Tasks to complete:
**a)** In the news report about the two Arizona sheriffs, which office cleared Pinal County Sheriff Paul Babeu of criminal charges?
**b)** Reproduce the stretch of the Arizona sheriffs news report from "criminal investigation of" through "to bring charges.".
**c)** Carry on the Arizona sheriffs news report from the point where it stops.

Given passage:
——————————
PHOENIX, Aug 31 (Reuters) – Two tough-on-immigration Arizona

sheriffs with national profiles in the Republican Party were

cleared of criminal wrongdoing on Friday in unrelated probes,

though one remains accused of racial profiling and other abuses

in a pair of federal lawsuits.

The U.S. Attorney’s Office in Arizona said it had closed its

criminal investigation of alleged financial misconduct by

Maricopa County Sheriff Joe Arpaio, self-described as “America’s

toughest sheriff”, and was declining to bring charges.

But a separate U.S. Justice Department investigation and

lawsuit relating to alleged civil rights abuses by Arpaio’s

office, including accusations of widespread racial profiling in

his immigration enforcement, is continuing, federal prosecutors

said.

And a federal judge is expected to rule soon in a similar

suit brought against Arpaio, this one a class-action case by

five Hispanic citizens who claimed they were stopped by the

sheriff’s deputies because of their ethnicity.

Earlier on Friday, another Arizona lawman with national ties

to the Republican Party and a reputation for cracking down on

illegal border crossings, Pinal County Sheriff Paul Babeu, was

cleared of criminal charges by the state attorney general’s

office.
——————————
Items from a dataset
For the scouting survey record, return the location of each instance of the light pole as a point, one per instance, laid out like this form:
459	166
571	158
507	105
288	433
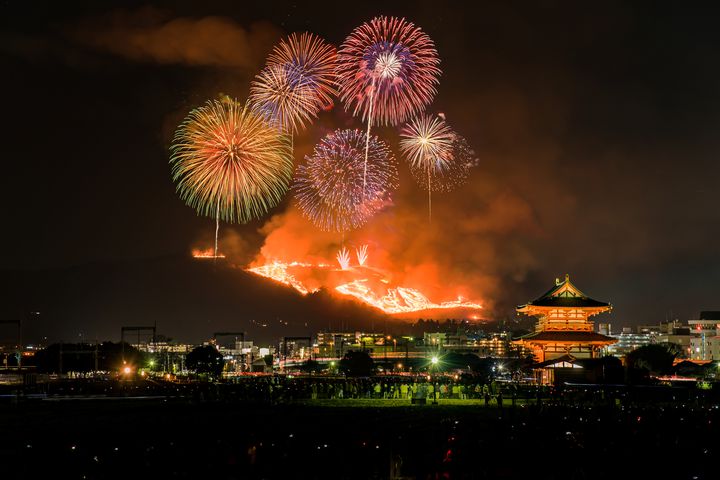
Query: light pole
——————————
Results of the tasks:
**a)** The state attorney general's office.

**b)**
criminal investigation of alleged financial misconduct by

Maricopa County Sheriff Joe Arpaio, self-described as “America’s

toughest sheriff”, and was declining to bring charges.

**c)**
Babeu resigned as co-chair of Republican presidential

nominee Mitt Romney’s state campaign after allegations he

threatened a male lover with deportation but asked for the state

investigation of his conduct to clear his name.

Babeu acknowledged at the time he was gay and had a personal

relationship with his accuser, Jose Orozco, who was reported to

be from Mexico, but denied that he had made any threat to deport

him.

“The Attorney General’s Office will not file charges against

either Babeu or Orozco,” Solicitor General Dave Cole said in a

statement.

“The investigation determined that Babeu did not commit any

criminal violations and further concluded that, although Orozco

conducted himself in a manner that may constitute a violation of

the law, there was no reasonable likelihood of conviction or

anything more than a misdemeanor charge,” Cole added.

Babeu said in a statement that “the truth had won out in the

end”, and that he had been fully exonerated.

The decision on the Arpaio case marked the end of an

investigation that began in November 2010 at the behest of the

Maricopa County Board of Supervisors to examine alleged

financial improprieties by the county sheriff and his deputies.

A criminal inquiry into several of those matters was

concluded last summer with the U.S. Attorney’s Office in Arizona

declining to initiate charges.

‘MY PEOPLE ARE NOT CROOKS’

Maricopa County authorities were informed on Friday that

federal prosecutors had likewise declined to bring charges in

connection with two remaining allegations against the sheriff’s

office – that it had misused county credit cards and misspent

jail-enhancement excise taxes.

In addition, the U.S. Attorney’s Office declined to

prosecute two former officials of the county attorney’s office

who were accused of wrongfully prosecuting a local judge.

Assistant U.S. Attorney Ann Birmingham Scheel said in a

statement that her office “is closing its investigation into

allegations of criminal conduct by current and former members of

the Maricopa County Sheriff’s Office and the Maricopa County

Attorney’s Office”.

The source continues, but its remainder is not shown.